━━ 주어진 자료

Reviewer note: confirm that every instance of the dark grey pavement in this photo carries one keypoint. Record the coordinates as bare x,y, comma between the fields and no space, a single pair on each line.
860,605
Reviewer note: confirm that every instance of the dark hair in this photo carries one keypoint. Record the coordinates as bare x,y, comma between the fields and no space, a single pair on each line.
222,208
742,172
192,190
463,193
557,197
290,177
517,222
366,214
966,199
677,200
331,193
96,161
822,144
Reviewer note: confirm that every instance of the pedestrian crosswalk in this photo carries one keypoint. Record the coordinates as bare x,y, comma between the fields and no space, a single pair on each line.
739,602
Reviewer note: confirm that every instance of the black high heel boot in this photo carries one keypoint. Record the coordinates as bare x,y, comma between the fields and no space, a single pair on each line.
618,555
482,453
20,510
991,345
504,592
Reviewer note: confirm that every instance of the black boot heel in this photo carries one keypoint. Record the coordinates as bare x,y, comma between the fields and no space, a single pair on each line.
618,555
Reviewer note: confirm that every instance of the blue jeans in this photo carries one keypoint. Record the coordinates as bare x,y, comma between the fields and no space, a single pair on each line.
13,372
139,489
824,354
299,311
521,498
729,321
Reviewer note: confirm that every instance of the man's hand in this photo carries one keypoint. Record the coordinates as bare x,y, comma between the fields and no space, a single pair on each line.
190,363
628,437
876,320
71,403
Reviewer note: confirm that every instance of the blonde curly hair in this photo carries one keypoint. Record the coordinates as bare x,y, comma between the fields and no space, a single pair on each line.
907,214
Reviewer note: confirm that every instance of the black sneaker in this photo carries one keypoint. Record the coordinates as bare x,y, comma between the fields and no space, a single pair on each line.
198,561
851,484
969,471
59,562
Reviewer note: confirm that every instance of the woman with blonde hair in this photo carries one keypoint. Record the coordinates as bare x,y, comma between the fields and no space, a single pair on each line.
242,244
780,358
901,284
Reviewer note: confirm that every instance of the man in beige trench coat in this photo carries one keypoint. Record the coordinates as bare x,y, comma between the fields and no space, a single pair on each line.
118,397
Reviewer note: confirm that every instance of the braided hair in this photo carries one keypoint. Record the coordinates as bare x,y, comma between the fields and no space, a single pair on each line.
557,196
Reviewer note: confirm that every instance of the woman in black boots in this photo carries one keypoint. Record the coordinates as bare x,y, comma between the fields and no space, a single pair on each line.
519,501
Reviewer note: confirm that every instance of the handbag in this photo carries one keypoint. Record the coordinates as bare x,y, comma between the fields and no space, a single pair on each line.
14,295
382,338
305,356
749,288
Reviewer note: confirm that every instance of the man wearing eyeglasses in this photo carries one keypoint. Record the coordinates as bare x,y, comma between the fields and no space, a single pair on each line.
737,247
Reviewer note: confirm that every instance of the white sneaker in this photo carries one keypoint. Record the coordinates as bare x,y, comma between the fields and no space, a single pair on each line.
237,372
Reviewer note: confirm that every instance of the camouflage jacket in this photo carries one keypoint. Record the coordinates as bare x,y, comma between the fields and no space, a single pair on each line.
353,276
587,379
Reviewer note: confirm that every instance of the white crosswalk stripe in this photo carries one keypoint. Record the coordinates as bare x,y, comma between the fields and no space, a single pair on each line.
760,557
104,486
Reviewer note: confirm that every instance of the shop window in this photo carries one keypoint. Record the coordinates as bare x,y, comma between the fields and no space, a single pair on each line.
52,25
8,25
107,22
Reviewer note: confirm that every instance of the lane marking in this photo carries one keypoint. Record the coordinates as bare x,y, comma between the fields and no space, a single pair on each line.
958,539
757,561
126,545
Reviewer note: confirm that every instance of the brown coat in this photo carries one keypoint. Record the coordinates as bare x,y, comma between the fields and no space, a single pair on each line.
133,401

━━━━

위 항목에서 "the white crosswalk"이 들어 있는 줄부터 항목의 맨 끝까지를 한 글자도 바꾸지 말고 그대로 인용하십시오. 시작 줄과 마지막 줄도 포함해야 합니다.

Reviewer note: confirm that every instance of the white crosswalk stripe in this photo carries one keypoint. Record the coordinates as bare x,y, comma between the fields and no space, a single pair on each line.
760,557
104,486
Reviewer note: confirm that every instance of the shop window in this photo carries one keypoint. Record the coordinates as bare x,y, comma between the fields and no space, a single pair on each line.
52,25
8,25
107,22
Reviewer note: confirm that every instance of the lane marking in this photo carries one keypoint. Record the coordinates as bare x,y, comma between the fields and no space, a single pair on each line.
958,539
757,561
126,545
Reviewer note: confirm that every instance of the brown coat in this photo carries one keypoint. Record the coordinates as bare x,y, comma between the fields and no space, a single pair on each line.
133,401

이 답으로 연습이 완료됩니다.